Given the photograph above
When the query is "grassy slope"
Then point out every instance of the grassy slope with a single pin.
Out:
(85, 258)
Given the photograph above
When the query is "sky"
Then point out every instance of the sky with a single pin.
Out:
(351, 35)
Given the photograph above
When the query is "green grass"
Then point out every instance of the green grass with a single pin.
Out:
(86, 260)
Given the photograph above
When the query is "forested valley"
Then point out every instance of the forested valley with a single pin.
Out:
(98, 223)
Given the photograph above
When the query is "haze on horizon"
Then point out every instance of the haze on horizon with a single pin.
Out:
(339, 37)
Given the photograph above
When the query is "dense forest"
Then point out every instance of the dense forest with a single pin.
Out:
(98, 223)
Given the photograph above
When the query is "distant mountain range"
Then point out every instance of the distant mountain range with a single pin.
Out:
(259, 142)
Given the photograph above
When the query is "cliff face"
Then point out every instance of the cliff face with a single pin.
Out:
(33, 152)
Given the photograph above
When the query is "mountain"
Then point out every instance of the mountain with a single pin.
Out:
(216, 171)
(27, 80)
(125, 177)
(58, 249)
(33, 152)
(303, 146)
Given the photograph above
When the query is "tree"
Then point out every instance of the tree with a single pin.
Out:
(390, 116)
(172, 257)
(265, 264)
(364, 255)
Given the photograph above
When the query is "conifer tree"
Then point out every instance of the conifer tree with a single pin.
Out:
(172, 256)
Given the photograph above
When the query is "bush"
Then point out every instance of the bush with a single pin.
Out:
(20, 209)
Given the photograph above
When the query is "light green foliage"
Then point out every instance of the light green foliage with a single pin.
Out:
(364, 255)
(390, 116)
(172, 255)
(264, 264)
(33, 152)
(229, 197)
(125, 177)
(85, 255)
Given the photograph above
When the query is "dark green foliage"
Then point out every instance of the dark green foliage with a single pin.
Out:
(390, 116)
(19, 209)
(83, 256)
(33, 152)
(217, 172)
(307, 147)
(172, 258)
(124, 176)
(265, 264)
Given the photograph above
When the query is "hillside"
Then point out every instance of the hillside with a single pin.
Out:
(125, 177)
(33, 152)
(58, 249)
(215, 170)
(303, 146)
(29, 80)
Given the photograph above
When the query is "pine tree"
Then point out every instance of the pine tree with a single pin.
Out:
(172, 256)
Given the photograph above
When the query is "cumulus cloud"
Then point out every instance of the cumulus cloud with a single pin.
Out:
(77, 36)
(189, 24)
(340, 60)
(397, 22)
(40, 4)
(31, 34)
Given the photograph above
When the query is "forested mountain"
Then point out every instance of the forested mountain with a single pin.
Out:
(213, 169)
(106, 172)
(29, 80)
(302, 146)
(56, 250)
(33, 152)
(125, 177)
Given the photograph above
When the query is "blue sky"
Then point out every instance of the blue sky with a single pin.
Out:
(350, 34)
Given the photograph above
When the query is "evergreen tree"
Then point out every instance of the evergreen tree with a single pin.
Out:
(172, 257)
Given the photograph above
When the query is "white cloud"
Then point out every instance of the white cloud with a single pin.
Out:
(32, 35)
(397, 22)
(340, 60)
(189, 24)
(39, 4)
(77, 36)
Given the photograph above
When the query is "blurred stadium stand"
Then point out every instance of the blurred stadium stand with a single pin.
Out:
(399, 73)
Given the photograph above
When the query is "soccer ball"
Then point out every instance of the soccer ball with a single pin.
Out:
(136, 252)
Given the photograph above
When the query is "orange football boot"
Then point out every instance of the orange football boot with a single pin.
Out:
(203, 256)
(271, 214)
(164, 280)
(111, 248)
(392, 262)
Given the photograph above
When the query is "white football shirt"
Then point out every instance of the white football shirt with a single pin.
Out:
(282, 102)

What this task involves:
Within the entries above, count each line holding the string "white". Give only the result.

Result of this exercise:
4